* _LISTING_:
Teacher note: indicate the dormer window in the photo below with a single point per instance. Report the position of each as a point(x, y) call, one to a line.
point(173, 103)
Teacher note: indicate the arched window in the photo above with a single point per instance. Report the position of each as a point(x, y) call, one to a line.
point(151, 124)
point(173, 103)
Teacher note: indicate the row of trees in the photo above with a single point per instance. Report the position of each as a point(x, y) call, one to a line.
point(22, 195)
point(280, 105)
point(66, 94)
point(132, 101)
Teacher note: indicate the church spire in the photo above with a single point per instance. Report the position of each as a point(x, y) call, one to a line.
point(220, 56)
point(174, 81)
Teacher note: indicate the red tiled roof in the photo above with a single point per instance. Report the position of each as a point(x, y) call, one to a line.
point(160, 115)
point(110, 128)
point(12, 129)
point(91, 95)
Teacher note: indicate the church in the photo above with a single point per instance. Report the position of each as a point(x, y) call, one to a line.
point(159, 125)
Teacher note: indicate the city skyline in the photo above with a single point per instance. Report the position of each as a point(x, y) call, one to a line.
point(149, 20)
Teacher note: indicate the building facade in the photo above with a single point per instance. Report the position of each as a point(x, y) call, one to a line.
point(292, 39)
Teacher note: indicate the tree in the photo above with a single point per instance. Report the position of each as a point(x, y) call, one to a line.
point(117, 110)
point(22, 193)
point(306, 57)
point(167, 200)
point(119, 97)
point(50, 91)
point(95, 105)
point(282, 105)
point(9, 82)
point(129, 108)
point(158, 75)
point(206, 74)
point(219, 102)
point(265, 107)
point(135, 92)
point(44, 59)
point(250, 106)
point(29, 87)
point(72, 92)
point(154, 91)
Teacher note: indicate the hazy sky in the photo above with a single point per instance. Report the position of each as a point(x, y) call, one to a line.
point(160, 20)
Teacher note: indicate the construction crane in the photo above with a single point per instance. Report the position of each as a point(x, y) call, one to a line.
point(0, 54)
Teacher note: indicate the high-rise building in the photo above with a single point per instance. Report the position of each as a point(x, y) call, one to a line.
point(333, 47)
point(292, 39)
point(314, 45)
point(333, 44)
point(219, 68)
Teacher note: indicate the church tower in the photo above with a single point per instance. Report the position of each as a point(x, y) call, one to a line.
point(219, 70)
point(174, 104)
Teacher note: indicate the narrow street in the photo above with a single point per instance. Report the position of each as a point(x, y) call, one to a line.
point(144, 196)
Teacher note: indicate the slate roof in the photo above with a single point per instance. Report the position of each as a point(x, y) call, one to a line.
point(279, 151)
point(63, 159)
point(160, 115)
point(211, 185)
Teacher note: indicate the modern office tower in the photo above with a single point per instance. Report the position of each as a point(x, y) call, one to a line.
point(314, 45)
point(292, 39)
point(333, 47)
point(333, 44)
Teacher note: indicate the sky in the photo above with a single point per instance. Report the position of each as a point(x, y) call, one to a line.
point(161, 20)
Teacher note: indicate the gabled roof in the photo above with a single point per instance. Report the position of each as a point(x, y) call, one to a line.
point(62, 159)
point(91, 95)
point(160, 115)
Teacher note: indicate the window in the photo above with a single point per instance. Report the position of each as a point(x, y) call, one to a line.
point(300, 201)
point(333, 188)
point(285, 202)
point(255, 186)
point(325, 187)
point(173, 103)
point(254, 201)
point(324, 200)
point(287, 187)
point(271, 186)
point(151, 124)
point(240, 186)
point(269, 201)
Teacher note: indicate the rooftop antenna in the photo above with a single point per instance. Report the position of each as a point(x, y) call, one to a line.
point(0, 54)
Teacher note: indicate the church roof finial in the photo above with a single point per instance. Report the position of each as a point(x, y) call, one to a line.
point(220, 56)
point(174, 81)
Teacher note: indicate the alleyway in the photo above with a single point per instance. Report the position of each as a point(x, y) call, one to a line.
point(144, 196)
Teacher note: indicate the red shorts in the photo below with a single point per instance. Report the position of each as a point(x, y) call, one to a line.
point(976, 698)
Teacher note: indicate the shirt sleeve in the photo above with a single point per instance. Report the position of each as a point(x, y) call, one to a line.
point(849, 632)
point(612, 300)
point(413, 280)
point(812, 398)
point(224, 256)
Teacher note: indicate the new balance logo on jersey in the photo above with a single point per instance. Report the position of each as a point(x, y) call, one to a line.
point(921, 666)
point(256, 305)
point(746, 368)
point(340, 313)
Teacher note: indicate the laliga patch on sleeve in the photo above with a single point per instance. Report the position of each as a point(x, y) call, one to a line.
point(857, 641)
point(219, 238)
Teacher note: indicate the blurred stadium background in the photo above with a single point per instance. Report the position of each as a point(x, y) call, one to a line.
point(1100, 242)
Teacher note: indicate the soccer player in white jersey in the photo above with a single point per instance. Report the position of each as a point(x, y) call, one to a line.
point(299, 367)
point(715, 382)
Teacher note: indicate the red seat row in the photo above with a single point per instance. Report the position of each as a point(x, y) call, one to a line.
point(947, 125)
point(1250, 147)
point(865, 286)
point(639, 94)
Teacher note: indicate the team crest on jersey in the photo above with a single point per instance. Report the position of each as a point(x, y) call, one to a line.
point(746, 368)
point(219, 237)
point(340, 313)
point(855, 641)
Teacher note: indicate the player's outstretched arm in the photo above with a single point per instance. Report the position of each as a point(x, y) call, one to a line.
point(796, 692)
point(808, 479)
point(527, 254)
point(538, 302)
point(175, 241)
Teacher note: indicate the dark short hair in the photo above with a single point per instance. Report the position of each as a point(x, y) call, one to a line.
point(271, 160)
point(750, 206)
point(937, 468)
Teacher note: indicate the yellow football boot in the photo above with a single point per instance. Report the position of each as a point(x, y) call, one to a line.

* _WHAT THE EXERCISE ASKS_: Write out all of the records above word for word, with every line kept as it is.

* _THE RESULT_:
Teacher note: indicate the dormer window in the photo below with a single point per instance. Report the position of each as a point(x, y) call, one to a line.
point(173, 103)
Teacher note: indicate the arched window in the photo above with a single point per instance. Report the position of each as a point(x, y) call, one to a line.
point(151, 124)
point(173, 103)
Teacher note: indicate the row of trees in the photo above with a single point per instance. Report the position of each as a point(x, y) call, one to a line.
point(22, 195)
point(280, 105)
point(66, 94)
point(132, 101)
Teacher note: indicate the church spire in the photo above with a single point per instance. Report the position of each as a point(x, y) call, one to a line.
point(220, 56)
point(174, 81)
Teacher note: indicate the red tiled roof in the photo above with a single point per instance. Report the position of each as a point(x, y) call, one to a line.
point(160, 115)
point(110, 128)
point(12, 129)
point(91, 95)
Teacher note: indicate the church in the photo above with a single point per instance. Report the position of each as a point(x, y) call, one to a line.
point(159, 125)
Teacher note: indicate the city skyline in the photo above with a single point per instance. Report the position of each as a point(x, y) call, one to a line.
point(149, 20)
Teacher note: indicate the building facade in the photo above with a single point per instance. Report the position of each as a point(x, y) call, one to a line.
point(292, 39)
Teacher note: indicate the tree in the photo above with a single point per instance. Report the position of each as a point(x, y) call, one to a line.
point(117, 110)
point(22, 193)
point(306, 57)
point(167, 200)
point(119, 97)
point(50, 91)
point(95, 105)
point(282, 105)
point(9, 82)
point(129, 108)
point(158, 75)
point(206, 74)
point(219, 102)
point(265, 107)
point(135, 92)
point(44, 59)
point(250, 106)
point(29, 87)
point(72, 92)
point(154, 91)
Teacher note: indicate the hazy sky in the photo above with a single point per instance. Report the position of each as a point(x, y) call, one to a line.
point(160, 20)
Teacher note: indicate the construction crane in the photo above with a single point per instance. Report the position of each as a point(x, y) call, one to a line.
point(0, 54)
Teacher note: indicate the high-rise building in the photo above with a single point per instance. Report the position of each as a point(x, y) call, one to a line.
point(333, 47)
point(292, 39)
point(314, 45)
point(333, 44)
point(219, 68)
Teacher note: indicate the church tower in the photo above with a single point per instance. Report the position of each as a point(x, y) call, one to a line.
point(219, 70)
point(174, 104)
Teacher note: indicate the narrow street in the photo above with a single point per instance. Report the position of each as a point(x, y) call, one to a line.
point(144, 196)
Teacher note: indicate the slate roof in the photo above with a single point per instance. Report the position of each as a point(x, y) call, one to a line.
point(279, 151)
point(63, 159)
point(160, 115)
point(211, 185)
Teacher note: indicate the modern office tower in the photo above with a single point per instance. Report the position of each as a point(x, y) call, one to a line.
point(314, 45)
point(292, 39)
point(333, 47)
point(333, 44)
Teacher note: indicate the sky in the photo above with a single point per instance. Report the position of each as a point(x, y) call, one to a line.
point(161, 20)
Teacher note: indicate the gabled roof in the photo above with a single point per instance. Report the position of each as a point(x, y) call, one to a line.
point(62, 159)
point(91, 95)
point(160, 115)
Teacher note: indicate the window in the photo above with a single point per instance. Report the position of each as a point(x, y) call, one to a line.
point(300, 201)
point(333, 188)
point(285, 202)
point(255, 186)
point(325, 187)
point(173, 103)
point(254, 201)
point(324, 200)
point(287, 187)
point(271, 186)
point(151, 124)
point(240, 186)
point(269, 201)
Teacher note: indicate the rooftop antenna in the photo above with a single point per instance. Report the position of each as a point(x, y) call, one to a line.
point(0, 54)
Teacher note: indicate the church roof finial in the photo above with a single point per instance. Report the position of each as a point(x, y) call, one to a line.
point(220, 56)
point(174, 81)
Teacher note: indicate the alleyway in the photo above with a single point per instance. Report the position of each as a point(x, y) call, one to a line.
point(144, 196)
Teacher note: indicate the red shorts in the photo below with a single point per instance. Report the position of each as a point(x, y) call, one to a line.
point(976, 698)
Teacher note: indicate the shirt sleeve in the photo above with a single point per instance. Report the position of each as a point(x, y) call, one to a line.
point(849, 632)
point(612, 300)
point(413, 280)
point(812, 398)
point(224, 256)
Teacher note: indicate the new balance logo on jersey in the photo above with a single point per instance. Report the position of each as a point(x, y) call, one to a line.
point(921, 666)
point(256, 305)
point(746, 368)
point(340, 313)
Teacher note: indicate the laliga patch on sleeve in the photo above with a single point per instance. Report the position of each as a point(x, y) call, one to a line.
point(857, 641)
point(219, 238)
Teacher note: indicate the blurred stadium background in the photo above with a single point per instance. Report the position of each as a point(x, y) call, one to a line.
point(1100, 242)
Teacher note: indicate the soccer player in white jersey in the photo above with a single point per instance. Report the position of each as a point(x, y) call, one to a line.
point(299, 367)
point(715, 382)
Teacher note: indicate the red seat row in the photo above with a single point per instance. Report the position of each as a point(x, y) call, one to a line.
point(947, 125)
point(1250, 147)
point(865, 286)
point(639, 94)
Teacher note: indicate the team crest on jersey in the photo above with a single point per instance. Report the position of each as a point(x, y) call, one to a line.
point(746, 368)
point(219, 237)
point(340, 313)
point(855, 641)
Teacher note: indicate the player's outstretched arm in the photo above with a single point per instance. Report the position of each as a point(x, y) call, one to a line.
point(796, 692)
point(808, 479)
point(527, 254)
point(538, 302)
point(175, 241)
Teacher note: indicate the dark short hair in the photo above with a single point per instance. Report the position of each as a point(x, y) call, one to a line.
point(271, 160)
point(750, 206)
point(937, 468)
Teacher note: indicate the yellow football boot in the photo above with a single point per instance. Report the position of each as a point(x, y) call, one to a line.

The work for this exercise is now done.